**ASSIGNMENT**
Transcribe the records below exactly as they appear, omitting any pictures.

**DATA PROVIDED**
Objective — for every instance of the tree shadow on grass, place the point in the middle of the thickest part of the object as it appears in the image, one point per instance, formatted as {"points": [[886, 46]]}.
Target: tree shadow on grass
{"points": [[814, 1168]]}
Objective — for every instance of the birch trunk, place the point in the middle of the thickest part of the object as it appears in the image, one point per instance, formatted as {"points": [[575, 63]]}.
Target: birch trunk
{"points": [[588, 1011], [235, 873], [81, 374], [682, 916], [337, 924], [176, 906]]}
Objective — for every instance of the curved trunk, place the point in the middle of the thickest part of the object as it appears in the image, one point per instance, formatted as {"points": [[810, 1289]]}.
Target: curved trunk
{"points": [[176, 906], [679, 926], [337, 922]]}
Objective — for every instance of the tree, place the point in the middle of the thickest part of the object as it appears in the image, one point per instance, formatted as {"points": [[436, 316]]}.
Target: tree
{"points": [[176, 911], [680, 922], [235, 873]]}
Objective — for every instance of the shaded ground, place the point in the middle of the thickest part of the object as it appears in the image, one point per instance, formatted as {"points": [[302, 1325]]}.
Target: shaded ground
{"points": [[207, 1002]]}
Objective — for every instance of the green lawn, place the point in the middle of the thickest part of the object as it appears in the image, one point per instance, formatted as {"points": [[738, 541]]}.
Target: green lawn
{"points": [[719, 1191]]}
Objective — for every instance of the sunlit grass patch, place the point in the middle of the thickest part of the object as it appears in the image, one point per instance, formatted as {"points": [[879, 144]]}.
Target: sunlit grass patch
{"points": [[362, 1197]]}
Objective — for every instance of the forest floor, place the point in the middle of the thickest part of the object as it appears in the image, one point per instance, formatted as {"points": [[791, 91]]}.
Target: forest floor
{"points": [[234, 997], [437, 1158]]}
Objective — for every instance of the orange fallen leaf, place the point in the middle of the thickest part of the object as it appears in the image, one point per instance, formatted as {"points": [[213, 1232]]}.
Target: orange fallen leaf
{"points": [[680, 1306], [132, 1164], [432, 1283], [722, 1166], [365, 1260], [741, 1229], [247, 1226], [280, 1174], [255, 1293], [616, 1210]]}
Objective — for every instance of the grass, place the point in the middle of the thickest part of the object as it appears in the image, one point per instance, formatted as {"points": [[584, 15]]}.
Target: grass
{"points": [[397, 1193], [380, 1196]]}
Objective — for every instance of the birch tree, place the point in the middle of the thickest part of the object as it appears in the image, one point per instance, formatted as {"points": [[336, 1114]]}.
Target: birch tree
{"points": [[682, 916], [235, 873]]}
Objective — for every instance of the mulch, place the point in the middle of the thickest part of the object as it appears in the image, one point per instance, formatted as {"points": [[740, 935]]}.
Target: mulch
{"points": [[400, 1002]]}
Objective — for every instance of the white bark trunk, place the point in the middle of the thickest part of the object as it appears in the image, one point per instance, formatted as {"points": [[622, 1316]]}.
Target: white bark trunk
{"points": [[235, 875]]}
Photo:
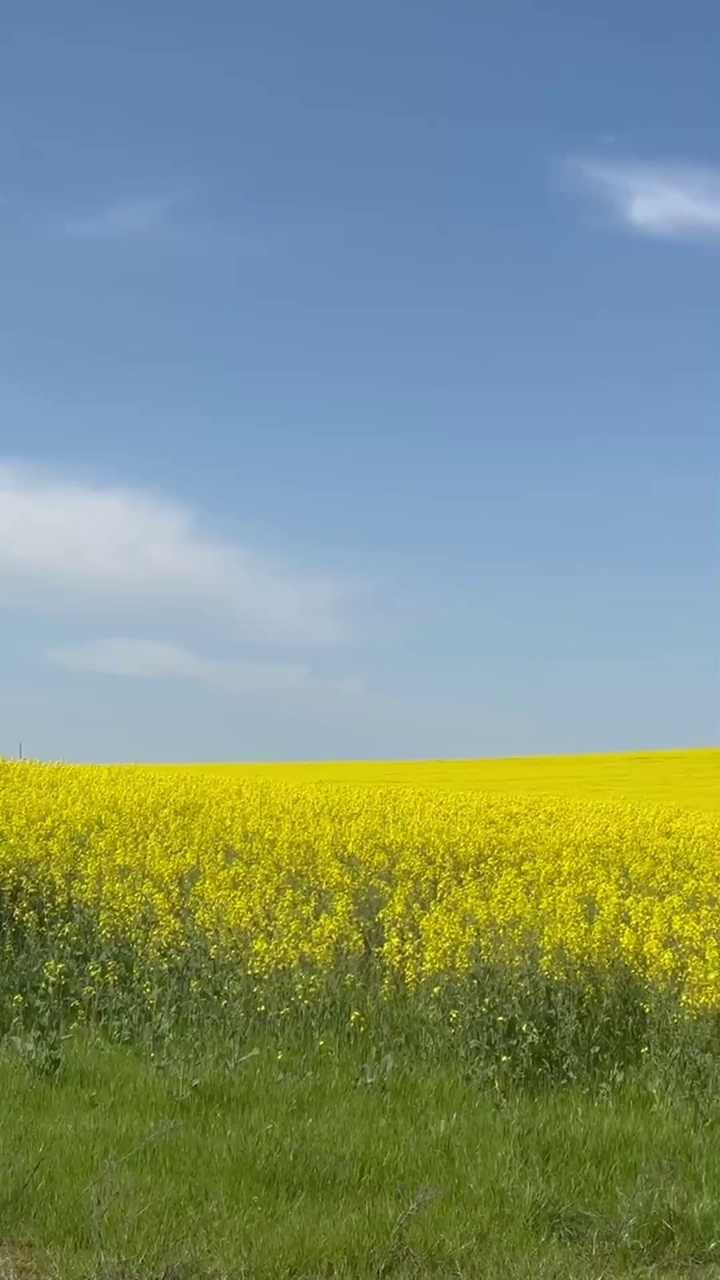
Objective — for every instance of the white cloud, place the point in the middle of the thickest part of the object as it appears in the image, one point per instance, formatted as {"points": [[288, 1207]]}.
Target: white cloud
{"points": [[76, 545], [664, 201], [153, 659], [124, 218]]}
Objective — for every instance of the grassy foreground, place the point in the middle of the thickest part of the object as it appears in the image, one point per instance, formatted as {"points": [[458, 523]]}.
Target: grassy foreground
{"points": [[310, 1161]]}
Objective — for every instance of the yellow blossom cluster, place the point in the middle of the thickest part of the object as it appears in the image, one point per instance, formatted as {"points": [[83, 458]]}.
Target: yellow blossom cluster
{"points": [[429, 881]]}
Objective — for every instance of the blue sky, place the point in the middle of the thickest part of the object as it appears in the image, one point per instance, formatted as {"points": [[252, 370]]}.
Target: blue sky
{"points": [[359, 385]]}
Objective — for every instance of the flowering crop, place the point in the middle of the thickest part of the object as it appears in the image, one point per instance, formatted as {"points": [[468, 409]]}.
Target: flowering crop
{"points": [[282, 876]]}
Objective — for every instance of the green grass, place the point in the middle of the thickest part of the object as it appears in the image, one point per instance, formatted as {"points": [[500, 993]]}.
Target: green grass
{"points": [[122, 1166]]}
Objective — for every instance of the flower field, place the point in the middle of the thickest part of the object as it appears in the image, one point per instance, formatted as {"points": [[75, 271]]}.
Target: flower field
{"points": [[317, 878]]}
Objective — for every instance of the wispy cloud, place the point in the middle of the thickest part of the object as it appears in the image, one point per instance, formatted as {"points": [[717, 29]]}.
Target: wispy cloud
{"points": [[671, 201], [67, 544], [160, 659], [124, 218]]}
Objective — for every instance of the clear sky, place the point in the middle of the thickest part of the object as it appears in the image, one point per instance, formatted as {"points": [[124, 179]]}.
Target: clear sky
{"points": [[359, 379]]}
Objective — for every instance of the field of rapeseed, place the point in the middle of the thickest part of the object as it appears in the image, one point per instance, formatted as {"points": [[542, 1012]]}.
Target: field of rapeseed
{"points": [[255, 1020], [689, 778], [317, 880]]}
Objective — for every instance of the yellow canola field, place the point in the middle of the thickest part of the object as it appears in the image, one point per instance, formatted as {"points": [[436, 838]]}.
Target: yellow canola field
{"points": [[277, 873], [689, 778]]}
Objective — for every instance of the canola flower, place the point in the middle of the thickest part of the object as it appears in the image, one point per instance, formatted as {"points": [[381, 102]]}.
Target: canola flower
{"points": [[282, 876], [689, 777]]}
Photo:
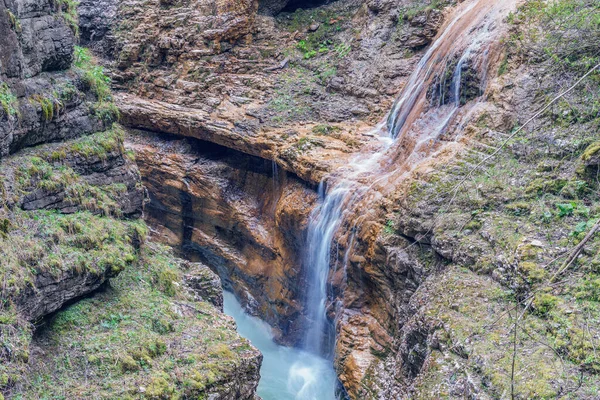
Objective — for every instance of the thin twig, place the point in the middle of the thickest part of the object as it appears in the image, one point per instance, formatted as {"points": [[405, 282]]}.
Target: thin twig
{"points": [[576, 252]]}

**SOLUTION TO THIS EXERCISE**
Objective — for every instance of the tree shadow on grass, place the point in the middle of the thickest part of the object as it appears in the image, one point per instance, formatted as {"points": [[886, 46]]}.
Target: tree shadow on grass
{"points": [[814, 1168]]}
Objective — for every instance of the birch trunk, place the point in the middle of the thickest part of the object as it appears in the image, one point per instance, formatted as {"points": [[575, 63]]}.
Target: birch trunk
{"points": [[588, 1011], [235, 873], [81, 374], [682, 916], [337, 924], [176, 906]]}
Objective — for every instance of the curved trunk, place the point in the middle of the thickest part of the object as it appears in the image, one point per instance, formatted as {"points": [[810, 1289]]}.
Target: curved trunk
{"points": [[176, 906], [679, 926], [337, 922]]}
Objective — for every instance of the tree, place the point in the middle of the thickest part of the object as it appears in the image, one point per instance, formatted as {"points": [[436, 316]]}.
Target: tree
{"points": [[176, 911], [680, 922], [235, 873]]}
Objective — for every instance of the shaded ground, place the point in the middle of the thickest part of the object as it appears in the image, one point per instance, formatted as {"points": [[302, 1325]]}.
Target: shaded ground
{"points": [[207, 1002]]}
Objective — for every instance of the green lawn, place the point in the middle of the thickest part of the object as it appears in the image, one point per instance, formatted as {"points": [[738, 541]]}.
Target: green lawn
{"points": [[719, 1191]]}
Objective — for every instance of the sunlit grass patch, place the point in the middle of the thickest part of the object as it appears in the image, one point per instance, formatted as {"points": [[879, 144]]}.
Target: sunlit grass patch
{"points": [[362, 1197]]}
Objective — for every instance of the forest floor, place the point in the middle of the thickest part of the object as it appears in the image, one point per instance, formatted as {"points": [[791, 91]]}.
Target: forest floor
{"points": [[234, 997], [437, 1158]]}
Objective — for every instance of the orange fallen leaf, place the point in the middle of the thickest part of the object as it appears in the image, one point per instance, formatted as {"points": [[213, 1232]]}.
Target: orange fallen leaf
{"points": [[680, 1306], [132, 1164], [432, 1283], [722, 1166], [365, 1260], [741, 1229], [247, 1226], [280, 1174], [255, 1293], [616, 1210]]}
Objective — for every instance of the grass, place the point in the middle of the thickest part of the object as it appears in the image, one point per instance, formatted as {"points": [[584, 15]]}.
Target: grass
{"points": [[397, 1193], [380, 1196]]}
Objective — for every instance of the birch tree, place the point in the middle of the thickest part of the object as it appears in the image, one point per instance, formatted as {"points": [[336, 1114]]}.
Target: birch tree
{"points": [[682, 916], [235, 873]]}
Objective — for every instance of the mulch, place the point in the middle of the thickest part of the object as it appears in the image, one point per instance, formatted as {"points": [[740, 935]]}.
Target: mulch
{"points": [[400, 1002]]}
Objective — for every instance of the white bark trunk, place the point in the middle of the thickest part of the object as it appears in the image, one point per instance, formatted as {"points": [[622, 1316]]}.
Target: white bark trunk
{"points": [[235, 875]]}
Photo:
Objective — for every instance of the white cloud, place the point in the middle of the thickest part of the object as it appears in the image, one point per instance, formatted as {"points": [[288, 1207]]}.
Target: white cloud
{"points": [[76, 545], [664, 201], [153, 659], [124, 218]]}
Objective — for every instance of the grassy foreground, place the point in the middle of the thickest part of the object as it appears in the image, one point per instance, formatted as {"points": [[458, 523]]}.
Target: grassy foreground
{"points": [[310, 1161]]}
Objective — for every instance of the yellow blossom cluster, place the point in the middle of the thickest part of the object as it appears in the image, one point per instance, formatted as {"points": [[83, 458]]}.
Target: yellow blossom cluster
{"points": [[429, 881]]}
Objective — for every instance of the blue sky, place the point in the middle of the thickest part of the object as it appears in the image, one point per instance, formatted as {"points": [[252, 370]]}.
Target: blue sky
{"points": [[359, 385]]}
Objective — for every instance of the flowering crop, place the point in the middle of the thickest part of the object as it appears in the image, one point per instance, formatted as {"points": [[468, 409]]}.
Target: flowering crop
{"points": [[282, 876]]}
Objective — for every instance of the green grass, place the point in the middle of the thickest part of the object as it appears in the image, one point per instance, formatted as {"points": [[500, 993]]}.
Target: green grass
{"points": [[122, 1166]]}
Objective — for every instance of the flower field, place the point in the middle of the thickest part of the object as it appears in the image, one point per instance, formatted as {"points": [[75, 271]]}.
Target: flower field
{"points": [[317, 878]]}
Objective — for every instance of the wispy cloud, place the point in the middle of the thickest part of the object as it appears in the image, one point per instance, formatted as {"points": [[717, 29]]}.
Target: wispy cloud
{"points": [[671, 201], [67, 544], [160, 659], [124, 218]]}
Objective — for every instance of the clear sky, place the point in the middle of the thickest part of the object as it appears in the image, one point per instance, formatted as {"points": [[124, 179]]}.
Target: clear sky
{"points": [[359, 379]]}
Objective — for every instance of the field of rapeseed, place the point in the middle of the thickest part of the object as it appears in the image, one point per instance, formatted as {"points": [[542, 1012]]}.
Target: field of rapeseed
{"points": [[255, 1020], [689, 778], [317, 880]]}
Objective — for every instance of the yellow canola field, place the point in the middle of the thickest part of the object as it appears in the image, one point per instance, formatted as {"points": [[436, 838]]}.
Target: yellow canola field
{"points": [[277, 873], [689, 778]]}
Objective — for every instance of the canola flower, place the point in the middle of the thickest part of the object as it appears in the image, one point per instance, formatted as {"points": [[381, 102]]}.
Target: canola flower
{"points": [[282, 876], [689, 777]]}
Photo:
Objective — for every instance of the thin twig, place the point in the middle of the thickest part of the object as it appears in the image, one point per instance, formatted as {"points": [[405, 282]]}.
Target: thin twig
{"points": [[576, 252]]}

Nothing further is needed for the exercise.